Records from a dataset

════════

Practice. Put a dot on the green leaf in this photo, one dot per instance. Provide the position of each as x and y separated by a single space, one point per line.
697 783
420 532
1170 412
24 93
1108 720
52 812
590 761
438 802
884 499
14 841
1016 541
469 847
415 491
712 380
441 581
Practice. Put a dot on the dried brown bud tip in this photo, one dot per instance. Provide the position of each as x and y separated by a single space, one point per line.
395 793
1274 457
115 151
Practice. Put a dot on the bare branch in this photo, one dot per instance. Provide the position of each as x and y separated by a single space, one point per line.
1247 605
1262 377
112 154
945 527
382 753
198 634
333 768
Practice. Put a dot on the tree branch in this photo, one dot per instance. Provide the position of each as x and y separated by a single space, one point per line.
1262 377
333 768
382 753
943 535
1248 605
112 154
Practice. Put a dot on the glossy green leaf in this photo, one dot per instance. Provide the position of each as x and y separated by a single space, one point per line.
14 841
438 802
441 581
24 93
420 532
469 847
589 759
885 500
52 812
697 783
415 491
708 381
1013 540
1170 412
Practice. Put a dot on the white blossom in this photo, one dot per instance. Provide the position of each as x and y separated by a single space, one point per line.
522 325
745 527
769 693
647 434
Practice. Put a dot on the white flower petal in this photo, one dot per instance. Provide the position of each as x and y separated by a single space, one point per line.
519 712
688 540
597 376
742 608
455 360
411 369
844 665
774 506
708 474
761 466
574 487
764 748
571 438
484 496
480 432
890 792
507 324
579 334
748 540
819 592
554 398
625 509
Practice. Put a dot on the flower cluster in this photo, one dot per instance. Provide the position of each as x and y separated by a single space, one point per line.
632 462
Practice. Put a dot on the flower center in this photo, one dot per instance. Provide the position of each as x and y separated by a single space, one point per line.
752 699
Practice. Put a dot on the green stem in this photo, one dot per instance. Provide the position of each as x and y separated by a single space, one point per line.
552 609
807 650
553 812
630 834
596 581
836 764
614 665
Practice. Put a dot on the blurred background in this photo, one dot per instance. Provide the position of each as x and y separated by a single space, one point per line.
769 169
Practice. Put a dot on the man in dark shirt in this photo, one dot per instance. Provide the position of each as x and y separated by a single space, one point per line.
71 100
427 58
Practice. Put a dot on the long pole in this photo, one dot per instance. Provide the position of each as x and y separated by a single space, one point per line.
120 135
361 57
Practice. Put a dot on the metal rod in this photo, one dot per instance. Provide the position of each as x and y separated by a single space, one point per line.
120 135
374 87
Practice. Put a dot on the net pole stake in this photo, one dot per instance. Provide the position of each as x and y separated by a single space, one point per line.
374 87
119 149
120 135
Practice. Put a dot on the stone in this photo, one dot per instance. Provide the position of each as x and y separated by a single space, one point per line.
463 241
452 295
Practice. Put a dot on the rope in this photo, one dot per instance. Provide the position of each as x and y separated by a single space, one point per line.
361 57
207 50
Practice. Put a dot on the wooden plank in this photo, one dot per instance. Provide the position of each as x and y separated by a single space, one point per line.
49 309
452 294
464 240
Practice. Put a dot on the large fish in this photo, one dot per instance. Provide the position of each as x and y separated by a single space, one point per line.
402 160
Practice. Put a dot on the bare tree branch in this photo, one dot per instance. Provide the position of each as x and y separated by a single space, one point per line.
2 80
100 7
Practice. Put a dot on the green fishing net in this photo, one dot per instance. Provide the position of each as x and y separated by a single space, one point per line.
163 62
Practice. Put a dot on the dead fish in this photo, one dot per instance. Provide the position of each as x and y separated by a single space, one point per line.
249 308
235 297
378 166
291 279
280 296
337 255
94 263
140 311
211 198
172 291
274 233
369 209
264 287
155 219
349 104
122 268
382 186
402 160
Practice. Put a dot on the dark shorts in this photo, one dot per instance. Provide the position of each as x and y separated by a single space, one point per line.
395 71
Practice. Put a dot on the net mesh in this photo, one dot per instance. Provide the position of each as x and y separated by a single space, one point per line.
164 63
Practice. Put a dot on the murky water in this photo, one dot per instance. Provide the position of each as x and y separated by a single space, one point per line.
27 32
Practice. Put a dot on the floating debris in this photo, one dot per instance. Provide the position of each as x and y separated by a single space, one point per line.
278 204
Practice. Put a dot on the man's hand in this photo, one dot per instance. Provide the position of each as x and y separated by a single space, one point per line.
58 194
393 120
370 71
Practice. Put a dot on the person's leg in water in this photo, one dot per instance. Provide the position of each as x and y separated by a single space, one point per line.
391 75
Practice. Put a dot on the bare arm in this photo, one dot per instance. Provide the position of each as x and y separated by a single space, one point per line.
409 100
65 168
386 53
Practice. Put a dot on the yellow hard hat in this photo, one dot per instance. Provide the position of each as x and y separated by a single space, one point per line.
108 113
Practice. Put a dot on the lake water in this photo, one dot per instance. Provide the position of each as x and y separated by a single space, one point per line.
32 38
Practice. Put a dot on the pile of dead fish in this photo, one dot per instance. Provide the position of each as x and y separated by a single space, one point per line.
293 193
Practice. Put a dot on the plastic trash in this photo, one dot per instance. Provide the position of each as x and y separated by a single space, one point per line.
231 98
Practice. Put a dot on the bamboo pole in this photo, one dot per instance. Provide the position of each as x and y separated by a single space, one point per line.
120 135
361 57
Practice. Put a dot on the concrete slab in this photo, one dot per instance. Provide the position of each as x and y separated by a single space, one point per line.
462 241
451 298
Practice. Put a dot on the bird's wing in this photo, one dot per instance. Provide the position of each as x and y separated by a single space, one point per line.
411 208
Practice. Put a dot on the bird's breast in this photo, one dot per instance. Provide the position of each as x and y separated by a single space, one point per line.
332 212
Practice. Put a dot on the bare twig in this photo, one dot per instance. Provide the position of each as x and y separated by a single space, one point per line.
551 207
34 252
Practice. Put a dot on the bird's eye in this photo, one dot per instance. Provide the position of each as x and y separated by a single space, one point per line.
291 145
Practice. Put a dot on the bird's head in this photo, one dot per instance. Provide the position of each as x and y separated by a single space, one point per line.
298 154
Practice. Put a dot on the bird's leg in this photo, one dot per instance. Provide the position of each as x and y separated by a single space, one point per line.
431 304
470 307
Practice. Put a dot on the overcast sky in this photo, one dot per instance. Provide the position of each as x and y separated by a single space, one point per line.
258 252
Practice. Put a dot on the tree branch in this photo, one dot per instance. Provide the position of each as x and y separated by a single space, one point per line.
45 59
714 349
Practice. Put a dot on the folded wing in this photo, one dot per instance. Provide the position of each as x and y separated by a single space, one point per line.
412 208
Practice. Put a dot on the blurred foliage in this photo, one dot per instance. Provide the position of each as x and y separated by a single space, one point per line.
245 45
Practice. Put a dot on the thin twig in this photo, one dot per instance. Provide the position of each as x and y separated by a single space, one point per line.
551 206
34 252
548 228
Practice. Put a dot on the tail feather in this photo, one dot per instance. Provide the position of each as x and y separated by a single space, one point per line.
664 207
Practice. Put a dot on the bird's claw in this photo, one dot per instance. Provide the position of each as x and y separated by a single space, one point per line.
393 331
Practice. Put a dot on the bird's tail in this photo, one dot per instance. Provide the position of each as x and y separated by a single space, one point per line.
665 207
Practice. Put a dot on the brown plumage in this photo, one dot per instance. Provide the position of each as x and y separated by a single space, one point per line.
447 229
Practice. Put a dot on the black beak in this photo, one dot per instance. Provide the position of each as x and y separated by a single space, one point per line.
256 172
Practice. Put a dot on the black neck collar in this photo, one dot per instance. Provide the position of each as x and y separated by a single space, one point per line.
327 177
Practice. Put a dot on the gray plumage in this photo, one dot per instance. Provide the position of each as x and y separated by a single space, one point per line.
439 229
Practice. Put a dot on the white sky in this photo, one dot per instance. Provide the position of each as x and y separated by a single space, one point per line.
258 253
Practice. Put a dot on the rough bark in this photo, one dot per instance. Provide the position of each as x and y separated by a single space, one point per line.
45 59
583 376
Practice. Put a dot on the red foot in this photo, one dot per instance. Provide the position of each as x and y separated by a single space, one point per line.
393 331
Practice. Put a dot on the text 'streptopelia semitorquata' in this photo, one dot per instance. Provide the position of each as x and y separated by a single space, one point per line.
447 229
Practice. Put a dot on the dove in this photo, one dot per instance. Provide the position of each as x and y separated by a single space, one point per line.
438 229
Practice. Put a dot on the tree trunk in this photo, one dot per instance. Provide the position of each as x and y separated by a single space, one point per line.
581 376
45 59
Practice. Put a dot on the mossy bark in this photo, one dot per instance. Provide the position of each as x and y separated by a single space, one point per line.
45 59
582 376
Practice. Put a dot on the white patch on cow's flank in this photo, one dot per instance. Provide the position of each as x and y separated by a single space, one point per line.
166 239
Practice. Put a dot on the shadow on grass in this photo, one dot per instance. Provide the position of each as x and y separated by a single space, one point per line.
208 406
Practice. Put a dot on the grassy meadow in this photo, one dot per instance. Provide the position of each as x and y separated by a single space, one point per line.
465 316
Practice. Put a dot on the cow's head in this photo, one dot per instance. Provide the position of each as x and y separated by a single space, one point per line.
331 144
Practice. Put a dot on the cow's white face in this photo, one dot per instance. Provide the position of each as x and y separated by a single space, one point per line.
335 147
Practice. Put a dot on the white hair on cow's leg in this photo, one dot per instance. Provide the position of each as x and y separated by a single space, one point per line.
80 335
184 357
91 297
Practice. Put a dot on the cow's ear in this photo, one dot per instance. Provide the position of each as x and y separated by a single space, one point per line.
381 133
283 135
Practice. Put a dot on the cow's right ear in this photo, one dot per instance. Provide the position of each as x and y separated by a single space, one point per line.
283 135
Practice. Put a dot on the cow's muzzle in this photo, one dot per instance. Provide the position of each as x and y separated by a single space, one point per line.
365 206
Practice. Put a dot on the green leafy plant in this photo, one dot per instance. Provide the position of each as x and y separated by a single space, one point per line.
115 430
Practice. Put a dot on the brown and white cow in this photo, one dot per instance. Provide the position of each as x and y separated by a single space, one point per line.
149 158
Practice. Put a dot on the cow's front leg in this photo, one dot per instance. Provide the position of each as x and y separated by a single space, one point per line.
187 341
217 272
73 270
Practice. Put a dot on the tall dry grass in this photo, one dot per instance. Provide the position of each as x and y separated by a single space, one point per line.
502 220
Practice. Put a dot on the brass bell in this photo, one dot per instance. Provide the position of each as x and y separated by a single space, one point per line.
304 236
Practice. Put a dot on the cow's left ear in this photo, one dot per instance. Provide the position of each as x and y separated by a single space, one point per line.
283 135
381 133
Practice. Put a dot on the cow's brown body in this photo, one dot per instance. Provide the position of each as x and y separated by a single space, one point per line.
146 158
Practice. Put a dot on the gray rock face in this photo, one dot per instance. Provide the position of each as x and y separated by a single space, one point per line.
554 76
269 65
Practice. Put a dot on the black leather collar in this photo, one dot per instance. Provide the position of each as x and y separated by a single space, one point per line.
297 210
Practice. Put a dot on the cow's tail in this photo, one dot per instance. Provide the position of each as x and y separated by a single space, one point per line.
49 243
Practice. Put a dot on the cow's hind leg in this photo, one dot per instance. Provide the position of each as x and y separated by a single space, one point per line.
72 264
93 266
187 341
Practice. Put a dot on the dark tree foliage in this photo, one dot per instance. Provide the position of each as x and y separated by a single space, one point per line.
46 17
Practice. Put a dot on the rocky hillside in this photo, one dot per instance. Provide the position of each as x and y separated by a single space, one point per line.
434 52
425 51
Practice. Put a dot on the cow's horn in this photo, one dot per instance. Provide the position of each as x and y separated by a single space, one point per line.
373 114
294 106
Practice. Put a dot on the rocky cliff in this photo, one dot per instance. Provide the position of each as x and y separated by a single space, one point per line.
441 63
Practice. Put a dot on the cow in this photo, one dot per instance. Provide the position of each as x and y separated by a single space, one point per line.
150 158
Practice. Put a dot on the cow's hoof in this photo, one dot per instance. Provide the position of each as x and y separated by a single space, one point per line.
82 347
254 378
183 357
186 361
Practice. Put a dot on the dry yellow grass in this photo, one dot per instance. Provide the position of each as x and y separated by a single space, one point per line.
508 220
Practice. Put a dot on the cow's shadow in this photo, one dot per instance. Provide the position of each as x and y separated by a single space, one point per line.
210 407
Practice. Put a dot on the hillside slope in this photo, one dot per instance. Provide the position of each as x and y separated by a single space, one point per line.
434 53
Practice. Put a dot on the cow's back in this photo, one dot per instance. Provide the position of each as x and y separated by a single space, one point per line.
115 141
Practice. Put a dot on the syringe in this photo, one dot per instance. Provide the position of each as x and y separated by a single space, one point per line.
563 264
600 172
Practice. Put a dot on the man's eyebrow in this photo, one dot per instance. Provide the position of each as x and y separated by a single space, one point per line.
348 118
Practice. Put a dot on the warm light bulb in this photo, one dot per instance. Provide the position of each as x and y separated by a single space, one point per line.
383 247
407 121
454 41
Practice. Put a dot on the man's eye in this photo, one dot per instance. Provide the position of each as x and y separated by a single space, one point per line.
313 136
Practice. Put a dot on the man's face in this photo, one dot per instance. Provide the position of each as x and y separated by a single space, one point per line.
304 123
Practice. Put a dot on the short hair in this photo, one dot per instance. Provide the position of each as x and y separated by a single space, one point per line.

════════

Extract every line from the one containing "Practice. Put a dot on the cow's shadow" through the last line of the data, inclusive, exactly as written.

- _SOLUTION BELOW_
Practice. Put a dot on the cow's shadow in this photo, one dot per instance. Provide the position of each as x and y separated by a single space, one point per line.
210 407
Practice. Put a dot on the hillside slope in this photo, one dot per instance. Provide the position of each as x and y separated by a single space, one point per line.
434 53
Practice. Put a dot on the cow's back in this photo, one dot per instance. Provide the position of each as x and y separated by a single space, one point per line.
115 141
Practice. Put a dot on the syringe in this photo, one dot per instance. Provide the position of each as x and y separated by a single space, one point per line.
563 264
600 172
Practice. Put a dot on the man's eyebrow in this photo, one dot per instance. Provide the position of each as x and y separated by a single space, one point per line.
348 118
Practice. Put a dot on the warm light bulb in this photo, one dot per instance. Provide the position of each as x and y separated by a single space, one point per line.
383 247
407 121
454 41
Practice. Put a dot on the man's eye in this photo, one dot per instance. Provide the position of each as x and y separated by a single space, one point per line.
313 136
Practice. Put a dot on the man's face in this photo, one dot per instance. Provide the position of each as x and y separated by a single space, one point per line.
304 123
Practice. Put a dot on the short hair in this photo, one dot per instance. Provide the position of each as x and y separated by a single space, one point per line.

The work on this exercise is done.